_Directions_.
Copy every line of the material precisely.
── The data ──
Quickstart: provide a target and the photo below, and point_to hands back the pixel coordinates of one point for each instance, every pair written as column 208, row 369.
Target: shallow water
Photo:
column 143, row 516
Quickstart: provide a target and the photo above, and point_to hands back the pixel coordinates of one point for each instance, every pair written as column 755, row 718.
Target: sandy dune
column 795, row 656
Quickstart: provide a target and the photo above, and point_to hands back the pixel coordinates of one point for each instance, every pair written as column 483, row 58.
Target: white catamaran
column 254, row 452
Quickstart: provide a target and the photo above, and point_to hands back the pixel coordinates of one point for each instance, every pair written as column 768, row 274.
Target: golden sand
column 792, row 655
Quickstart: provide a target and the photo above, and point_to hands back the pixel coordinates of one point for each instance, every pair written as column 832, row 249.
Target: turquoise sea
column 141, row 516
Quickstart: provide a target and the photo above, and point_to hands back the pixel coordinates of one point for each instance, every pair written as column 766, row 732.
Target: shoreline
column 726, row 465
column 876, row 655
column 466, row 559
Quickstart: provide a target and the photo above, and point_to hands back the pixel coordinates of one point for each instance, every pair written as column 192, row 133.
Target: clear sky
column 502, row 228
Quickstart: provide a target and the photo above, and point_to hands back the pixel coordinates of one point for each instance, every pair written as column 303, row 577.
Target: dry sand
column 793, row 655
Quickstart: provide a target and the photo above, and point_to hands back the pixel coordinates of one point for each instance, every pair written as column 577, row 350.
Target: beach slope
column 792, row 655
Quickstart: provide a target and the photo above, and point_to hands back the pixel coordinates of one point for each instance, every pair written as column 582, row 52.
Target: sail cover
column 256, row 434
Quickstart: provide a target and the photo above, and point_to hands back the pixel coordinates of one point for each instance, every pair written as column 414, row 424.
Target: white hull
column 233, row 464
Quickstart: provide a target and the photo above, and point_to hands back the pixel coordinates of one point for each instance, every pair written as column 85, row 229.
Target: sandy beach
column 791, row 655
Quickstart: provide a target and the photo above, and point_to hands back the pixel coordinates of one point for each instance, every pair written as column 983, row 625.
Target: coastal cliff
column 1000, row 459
───
_Task response_.
Quickstart: provide a target and the photo below, and point_to hands back the pixel coordinates of one point for each instance, every pair written as column 208, row 369.
Target: shallow water
Photo:
column 143, row 516
Quickstart: provide a target and the photo above, and point_to hands back the pixel coordinates of one point for each instance, every pair written as column 755, row 718.
Target: sandy dune
column 795, row 656
Quickstart: provide a target and the photo above, and point_to hands back the pixel coordinates of one point for each instance, every pair written as column 483, row 58.
Target: white catamaran
column 254, row 452
Quickstart: provide a target and the photo above, and point_to hands back the pixel coordinates of one point for each instance, every pair written as column 768, row 274.
Target: golden sand
column 792, row 655
Quickstart: provide a target and the photo above, and point_to hands back the pixel coordinates of one point for each instance, every pair written as column 832, row 249.
Target: turquoise sea
column 141, row 516
Quickstart: provide a target and the photo above, and point_to hands back the pixel coordinates of one point for each instance, every pair written as column 766, row 732.
Target: shoreline
column 726, row 465
column 876, row 655
column 466, row 559
Quickstart: provide a target and the photo above, and point_to hands back the pixel coordinates of one point for each instance, every pair written as column 192, row 133.
Target: clear sky
column 502, row 228
Quickstart: provide a target and the photo above, and point_to hands back the pixel coordinates of one point for each instance, every pair written as column 303, row 577.
Target: dry sand
column 793, row 655
Quickstart: provide a target and the photo above, and point_to hands back the pixel coordinates of one point for each instance, every pair written as column 577, row 350.
Target: beach slope
column 792, row 655
Quickstart: provide a target and the photo above, and point_to hands back the pixel coordinates of one point for each instance, every pair written as column 582, row 52.
Target: sail cover
column 256, row 434
Quickstart: provide a target and the photo above, and point_to hands back the pixel coordinates of one point for each instance, every pair written as column 414, row 424.
Target: white hull
column 233, row 464
Quickstart: provide a target and the photo above, and point_to hands back the pixel coordinates of one point for each instance, every pair written as column 85, row 229.
Target: sandy beach
column 791, row 655
Quickstart: provide a target and the photo above, and point_to hands back the pixel coordinates of one point for each instance, every pair written as column 983, row 625.
Target: coastal cliff
column 1000, row 459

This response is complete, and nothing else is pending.